§ Aim:
Count the lines of the items below that contain the word "woman". Reply with that number only.

(Raw records)
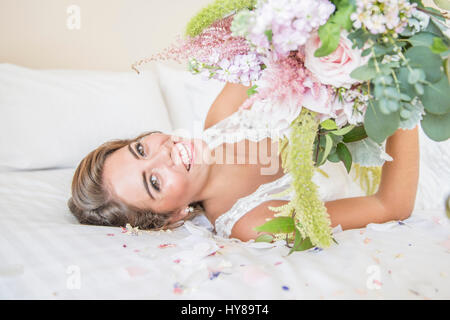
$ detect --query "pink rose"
[305,33,369,88]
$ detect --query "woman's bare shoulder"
[230,200,288,241]
[204,83,249,130]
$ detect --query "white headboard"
[0,0,442,71]
[0,0,212,71]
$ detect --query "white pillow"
[156,64,450,210]
[155,63,225,137]
[0,64,172,171]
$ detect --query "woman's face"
[103,132,209,219]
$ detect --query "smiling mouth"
[175,142,192,171]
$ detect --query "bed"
[0,64,450,300]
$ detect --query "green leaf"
[350,65,377,81]
[330,125,355,136]
[346,137,390,167]
[327,152,341,163]
[247,84,258,97]
[445,57,450,83]
[405,46,443,82]
[420,112,450,141]
[420,76,450,114]
[320,119,337,130]
[364,101,400,143]
[317,134,333,167]
[336,143,352,173]
[289,228,314,254]
[397,68,417,99]
[264,30,273,42]
[406,32,436,47]
[433,0,450,10]
[331,0,355,31]
[343,125,367,143]
[254,217,295,233]
[255,234,273,243]
[431,37,448,54]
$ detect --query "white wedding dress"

§ Result for this exercise:
2